### ФРАГМЕНТ ТЕКСТА
* * * * * * * * *
Самое известное разбирательство связано с жалобой Исиды и Хора, последовавшей за убийством Осириса.{183} Убийца Сет силой захватил власть Осириса, и жалобщики пытались вернуть себе законные права. Они основывались на естественном праве наследования от отца к сыну, которое не мог нарушить брат погибшего. Возникшая в результате этого конфликта ситуация оказалась сложной, поскольку власть над Египтом, как мы об этом говорили, оказалась разделена надвое: Юг оказался под властью Сета, Север — под властью Хора. Такое решение не брало в расчет ни законные права наследника, ни совершенное преступление, поскольку оно было оставлено безнаказанным. Не решили ничего и отдельные схватки между противниками.

Тогда для судебного разбирательства была созвана Эннеада. Председателем был верховный бог, а Тот вел состязание сторон. Восседая перед богами, исполняющими роль судей, он перечисляет обвинения в адрес Сета. Потом тот берет слово и конечно же начинает все отрицать: он называет обидчиком Осириса, а свои действия объявляет необходимой самообороной: «Я не делал этого… это он схватил меня… это он напал на меня».{184} Многие боги настаивали, что законное право выше силы, и Хор действительно является наследником короны Осириса. Ведший процесс Тот согласился с этим, и Исида обрадовалась, что ее сын приобрел сторонников. Это уязвило царя богов, который не без досады увидел, что решение дела обозначилось раньше, чем он сам его предложил. Он дал волю своему раздражению: «Что это значит, что вы сами принимаете решение?»{185} Сет воспользовался неожиданной заминкой и предложил решить спор в битве, исход которой позволит присудить власть сильнейшему. Очевидно, он надеялся, что юный Хор не сможет сопротивляться натиску бывалого воина. Этот расчет не укрылся от внимания Тота, который со свойственным ему благоразумием вопросил: «Разве не пытаемся мы узнать, на ком лежит вина?» Это замечание вызвало новую вспышку гнева царя богов, который, мало заботясь о справедливости, по сути желал, чтобы Сет сохранил полученную насилием власть, поскольку считал силу и храбрость этого убийцы полезными для управления миром. Сообщество богов протестует, и все соглашаются с необходимостью прибегнуть к мнению кого-то со стороны. В собрание призывают бараноголового бога Мендеса и Птаха. Правда, те с некоторым малодушием заявляют, что не знают подробностей дела, и требуют дополнительных сведений.
* * * * * * * * *
### ВЫДЕРЖКИ ИЗ СТРОК
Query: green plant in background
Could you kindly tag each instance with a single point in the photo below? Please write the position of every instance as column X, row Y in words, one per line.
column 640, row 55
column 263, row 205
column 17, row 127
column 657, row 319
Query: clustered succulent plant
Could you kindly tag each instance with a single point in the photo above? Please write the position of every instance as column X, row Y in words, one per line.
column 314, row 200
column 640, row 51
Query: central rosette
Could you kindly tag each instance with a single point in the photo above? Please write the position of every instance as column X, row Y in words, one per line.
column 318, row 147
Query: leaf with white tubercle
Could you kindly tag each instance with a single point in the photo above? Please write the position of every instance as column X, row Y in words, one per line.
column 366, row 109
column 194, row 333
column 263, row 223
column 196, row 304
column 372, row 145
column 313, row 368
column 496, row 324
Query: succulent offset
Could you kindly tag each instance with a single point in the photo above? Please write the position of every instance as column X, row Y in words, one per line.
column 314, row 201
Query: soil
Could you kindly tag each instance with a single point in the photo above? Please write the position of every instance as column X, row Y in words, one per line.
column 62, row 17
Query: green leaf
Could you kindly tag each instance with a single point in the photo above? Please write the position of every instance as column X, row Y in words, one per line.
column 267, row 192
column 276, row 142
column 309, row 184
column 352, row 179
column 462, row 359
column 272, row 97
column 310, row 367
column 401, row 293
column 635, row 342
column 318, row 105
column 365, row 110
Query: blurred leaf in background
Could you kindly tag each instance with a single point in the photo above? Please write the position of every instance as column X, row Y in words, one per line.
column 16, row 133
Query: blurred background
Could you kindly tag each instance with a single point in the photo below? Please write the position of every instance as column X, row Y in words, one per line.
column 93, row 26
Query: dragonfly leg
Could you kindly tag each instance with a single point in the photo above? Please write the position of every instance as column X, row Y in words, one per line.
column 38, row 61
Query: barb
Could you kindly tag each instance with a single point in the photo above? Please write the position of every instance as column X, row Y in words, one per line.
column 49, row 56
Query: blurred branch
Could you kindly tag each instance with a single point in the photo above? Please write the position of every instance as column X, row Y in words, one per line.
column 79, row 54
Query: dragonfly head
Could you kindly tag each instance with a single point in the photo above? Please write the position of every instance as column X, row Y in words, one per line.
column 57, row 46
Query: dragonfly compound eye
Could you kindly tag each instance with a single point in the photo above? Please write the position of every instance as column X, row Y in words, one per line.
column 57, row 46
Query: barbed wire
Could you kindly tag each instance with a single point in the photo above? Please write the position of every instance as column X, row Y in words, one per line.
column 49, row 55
* * * * * * * * *
### ВЫПОЛНИТЕ ЗАДАНИЯ
1 – Перечислите все реплики, которые во фрагменте о тяжбе Хора и Сета приведены в кавычках-«ёлочках».
2 – Выпишите без изменений отрывок фрагмента о тяжбе Хора и Сета, который начинается словами «Самое известное разбирательство» и заканчивается словами «схватки между противниками.».

### ОТВЕТЫ НА ЗАДАНИЯ
1 –
1. «Я не делал этого… это он схватил меня… это он напал на меня»
2. «Что это значит, что вы сами принимаете решение?»
3. «Разве не пытаемся мы узнать, на ком лежит вина?»

2 –
Самое известное разбирательство связано с жалобой Исиды и Хора, последовавшей за убийством Осириса.{183} Убийца Сет силой захватил власть Осириса, и жалобщики пытались вернуть себе законные права. Они основывались на естественном праве наследования от отца к сыну, которое не мог нарушить брат погибшего. Возникшая в результате этого конфликта ситуация оказалась сложной, поскольку власть над Египтом, как мы об этом говорили, оказалась разделена надвое: Юг оказался под властью Сета, Север — под властью Хора. Такое решение не брало в расчет ни законные права наследника, ни совершенное преступление, поскольку оно было оставлено безнаказанным. Не решили ничего и отдельные схватки между противниками.